● Activity A
In the soup excerpt, start at the words "What is it about" and end after "I type this.". Reproduce that passage with "slow cooker" substituted by "pressure cooker".
● Activity B
Answer these from the soup excerpt:
(i) How long does it take to get this dinner on the table?
(ii) What is simmering in the slow cooker?
(iii) In what region were the ramen packets the only types of ramen available when the recipe was first created?

● Excerpt provided
=-=-=
Get out of the winter soup rut with bright and flavorful Thai Ramen Noodle Chicken Soup. Thanks to quick-cooking ramen noodles, this dish comes together quickly with leftover or rotisserie chicken, for a hearty weeknight meal.

Overhead view of Thai Ramen Noodle Chicken Soup in a large Dutch oven.

What is it about soup that’s so comforting and restorative?

I’m about midway through my yearly knock-down-drag-out cold — it’s a doozy — and all I can think about is my next bowl of soup. (And, I’ll admit, my next nap.) There’s bone broth simmering in the slow cooker as I type this.

Chicken soup is on the menu for dinner tonight, and a big mug of leftover Thai ramen noodle chicken soup and a vegetable-heavy green salad is waiting for me for lunch. Hot herbal tea has soothed the throat and warmed the body, but I don’t think I would’ve gotten through this insipid virus if it weren’t for soup.

Today’s chicken soup is just the kind of medicine I need to get through it all. Lots of health-supporting ginger, garlic, mushrooms, and — of course — a deeply savory, homemade bone broth, all rounded out by delicious Thai-inspired ingredients like Thai red curry paste, kaffir leaves, and lemongrass.

And it comes together lickety-split, thanks to quick-cooking ramen noodles: Dinner on the table in just 30 minutes. That’s something even a cold-muddled zombie, like my current sad self, can pull together.

Why the Cheap Ramen Noodles?

I’d like to get one thing out on the table here. There’s always someone who complains when a recipe calls for the cheap ramen packets at the grocery store.

Sure, they’re not exactly at the top of the noodle quality hierarchy, but back when I first created this recipe, those ramen packets were the only types of ramen available to me here in the Midwest.
=-=-=
● Recorded data
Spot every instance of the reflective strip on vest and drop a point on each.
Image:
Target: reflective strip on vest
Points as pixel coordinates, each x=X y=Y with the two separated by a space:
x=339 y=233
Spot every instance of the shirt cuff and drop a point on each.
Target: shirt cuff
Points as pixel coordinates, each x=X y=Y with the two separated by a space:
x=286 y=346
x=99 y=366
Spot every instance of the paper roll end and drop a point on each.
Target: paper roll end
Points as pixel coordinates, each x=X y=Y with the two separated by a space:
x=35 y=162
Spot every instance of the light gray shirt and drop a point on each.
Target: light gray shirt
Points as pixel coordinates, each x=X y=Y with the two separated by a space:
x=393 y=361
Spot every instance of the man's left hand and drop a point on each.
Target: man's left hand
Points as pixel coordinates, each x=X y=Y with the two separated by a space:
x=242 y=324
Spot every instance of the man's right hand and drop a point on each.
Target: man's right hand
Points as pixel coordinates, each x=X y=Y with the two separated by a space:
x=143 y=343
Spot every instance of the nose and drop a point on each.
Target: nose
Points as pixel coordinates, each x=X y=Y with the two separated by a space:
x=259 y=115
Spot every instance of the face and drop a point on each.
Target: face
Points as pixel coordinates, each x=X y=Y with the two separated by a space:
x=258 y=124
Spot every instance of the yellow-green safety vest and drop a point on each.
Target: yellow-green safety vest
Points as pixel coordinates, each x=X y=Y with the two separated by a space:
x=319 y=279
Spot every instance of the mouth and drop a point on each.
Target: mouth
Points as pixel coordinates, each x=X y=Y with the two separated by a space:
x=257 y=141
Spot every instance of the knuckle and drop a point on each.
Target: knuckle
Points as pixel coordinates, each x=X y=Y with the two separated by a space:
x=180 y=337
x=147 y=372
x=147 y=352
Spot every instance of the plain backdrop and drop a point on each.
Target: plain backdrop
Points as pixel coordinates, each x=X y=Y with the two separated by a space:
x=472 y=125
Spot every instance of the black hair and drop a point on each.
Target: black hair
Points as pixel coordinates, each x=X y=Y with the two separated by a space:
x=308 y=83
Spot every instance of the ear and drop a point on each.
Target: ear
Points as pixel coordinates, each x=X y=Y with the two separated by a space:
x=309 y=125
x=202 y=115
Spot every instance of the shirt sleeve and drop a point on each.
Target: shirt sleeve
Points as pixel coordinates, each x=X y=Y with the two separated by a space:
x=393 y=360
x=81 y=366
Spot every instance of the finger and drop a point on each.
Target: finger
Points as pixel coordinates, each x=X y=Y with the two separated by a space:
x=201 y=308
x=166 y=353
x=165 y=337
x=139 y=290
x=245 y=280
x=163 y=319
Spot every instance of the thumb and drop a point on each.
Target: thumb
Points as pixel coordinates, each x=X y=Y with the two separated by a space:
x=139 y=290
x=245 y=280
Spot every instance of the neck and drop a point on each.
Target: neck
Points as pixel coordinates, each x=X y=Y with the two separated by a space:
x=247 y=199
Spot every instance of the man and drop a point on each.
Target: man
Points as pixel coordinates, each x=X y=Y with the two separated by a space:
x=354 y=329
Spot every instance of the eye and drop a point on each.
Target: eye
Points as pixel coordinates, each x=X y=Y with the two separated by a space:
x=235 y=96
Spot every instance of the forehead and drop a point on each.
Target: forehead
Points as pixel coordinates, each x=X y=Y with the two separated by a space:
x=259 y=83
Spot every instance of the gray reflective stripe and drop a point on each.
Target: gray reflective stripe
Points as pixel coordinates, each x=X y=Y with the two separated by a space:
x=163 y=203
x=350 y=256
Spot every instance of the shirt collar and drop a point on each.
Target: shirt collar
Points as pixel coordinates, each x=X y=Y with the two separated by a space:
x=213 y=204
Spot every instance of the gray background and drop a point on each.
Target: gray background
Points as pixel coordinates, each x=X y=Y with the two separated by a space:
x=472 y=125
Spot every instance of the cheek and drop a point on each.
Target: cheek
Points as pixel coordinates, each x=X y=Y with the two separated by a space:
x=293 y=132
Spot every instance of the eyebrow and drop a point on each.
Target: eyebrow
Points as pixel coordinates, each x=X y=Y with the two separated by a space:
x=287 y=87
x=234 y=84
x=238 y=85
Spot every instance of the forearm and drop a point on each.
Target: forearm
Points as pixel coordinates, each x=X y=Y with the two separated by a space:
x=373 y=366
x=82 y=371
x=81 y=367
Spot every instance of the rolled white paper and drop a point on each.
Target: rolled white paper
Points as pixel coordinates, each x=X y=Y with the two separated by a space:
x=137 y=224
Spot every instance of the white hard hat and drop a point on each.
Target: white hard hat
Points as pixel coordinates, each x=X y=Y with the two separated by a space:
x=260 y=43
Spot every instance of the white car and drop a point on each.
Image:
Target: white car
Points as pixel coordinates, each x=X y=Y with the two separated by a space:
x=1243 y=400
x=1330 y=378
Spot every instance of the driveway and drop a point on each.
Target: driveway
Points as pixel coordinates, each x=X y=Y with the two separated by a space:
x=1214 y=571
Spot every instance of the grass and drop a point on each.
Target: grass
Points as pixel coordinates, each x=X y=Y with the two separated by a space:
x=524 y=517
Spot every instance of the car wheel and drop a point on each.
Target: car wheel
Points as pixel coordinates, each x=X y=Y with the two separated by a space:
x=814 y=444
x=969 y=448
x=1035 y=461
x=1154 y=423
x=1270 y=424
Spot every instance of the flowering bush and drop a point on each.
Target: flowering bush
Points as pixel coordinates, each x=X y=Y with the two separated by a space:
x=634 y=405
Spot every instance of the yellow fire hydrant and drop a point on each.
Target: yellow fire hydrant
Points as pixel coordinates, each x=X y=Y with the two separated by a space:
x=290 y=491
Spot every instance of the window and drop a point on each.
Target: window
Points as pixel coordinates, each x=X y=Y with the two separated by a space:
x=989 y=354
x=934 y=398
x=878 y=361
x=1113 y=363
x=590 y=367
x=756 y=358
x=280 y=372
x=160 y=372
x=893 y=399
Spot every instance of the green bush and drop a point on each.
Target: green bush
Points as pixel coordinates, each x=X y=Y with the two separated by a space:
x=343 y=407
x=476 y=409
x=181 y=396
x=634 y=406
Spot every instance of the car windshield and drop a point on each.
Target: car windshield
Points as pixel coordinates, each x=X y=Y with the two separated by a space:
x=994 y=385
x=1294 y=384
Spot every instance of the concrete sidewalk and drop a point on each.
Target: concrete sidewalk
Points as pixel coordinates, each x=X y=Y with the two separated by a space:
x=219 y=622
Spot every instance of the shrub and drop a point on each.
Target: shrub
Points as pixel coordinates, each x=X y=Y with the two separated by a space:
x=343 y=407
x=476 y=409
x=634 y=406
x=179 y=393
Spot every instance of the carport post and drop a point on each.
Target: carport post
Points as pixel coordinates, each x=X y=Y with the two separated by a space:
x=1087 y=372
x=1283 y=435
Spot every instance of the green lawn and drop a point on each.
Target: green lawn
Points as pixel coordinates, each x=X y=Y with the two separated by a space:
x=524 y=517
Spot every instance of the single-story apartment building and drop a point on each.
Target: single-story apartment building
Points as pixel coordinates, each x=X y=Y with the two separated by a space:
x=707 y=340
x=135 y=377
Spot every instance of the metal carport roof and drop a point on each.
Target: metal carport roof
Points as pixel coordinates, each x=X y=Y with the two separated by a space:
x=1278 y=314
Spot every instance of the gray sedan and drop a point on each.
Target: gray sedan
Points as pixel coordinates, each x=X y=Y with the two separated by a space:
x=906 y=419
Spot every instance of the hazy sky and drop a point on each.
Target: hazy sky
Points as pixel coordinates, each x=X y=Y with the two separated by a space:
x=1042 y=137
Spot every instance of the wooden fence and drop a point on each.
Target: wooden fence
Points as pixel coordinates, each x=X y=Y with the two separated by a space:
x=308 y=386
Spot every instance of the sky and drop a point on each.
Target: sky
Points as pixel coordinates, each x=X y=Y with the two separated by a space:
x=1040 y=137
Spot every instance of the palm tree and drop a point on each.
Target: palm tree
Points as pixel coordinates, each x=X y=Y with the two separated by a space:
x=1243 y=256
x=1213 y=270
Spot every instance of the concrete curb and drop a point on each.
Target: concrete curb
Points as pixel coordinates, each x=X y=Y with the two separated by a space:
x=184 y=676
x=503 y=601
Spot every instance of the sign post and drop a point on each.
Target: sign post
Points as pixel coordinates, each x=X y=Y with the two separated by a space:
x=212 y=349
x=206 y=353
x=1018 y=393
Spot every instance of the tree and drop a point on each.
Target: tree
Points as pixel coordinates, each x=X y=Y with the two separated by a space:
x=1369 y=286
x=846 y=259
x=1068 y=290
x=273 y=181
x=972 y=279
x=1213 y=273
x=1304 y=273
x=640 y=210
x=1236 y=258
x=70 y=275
=-=-=
● Task answer A
What is it about soup that’s so comforting and restorative?

I’m about midway through my yearly knock-down-drag-out cold — it’s a doozy — and all I can think about is my next bowl of soup. (And, I’ll admit, my next nap.) There’s bone broth simmering in the pressure cooker as I type this.

● Task answer B
(i) 30 minutes
(ii) Bone broth
(iii) The Midwest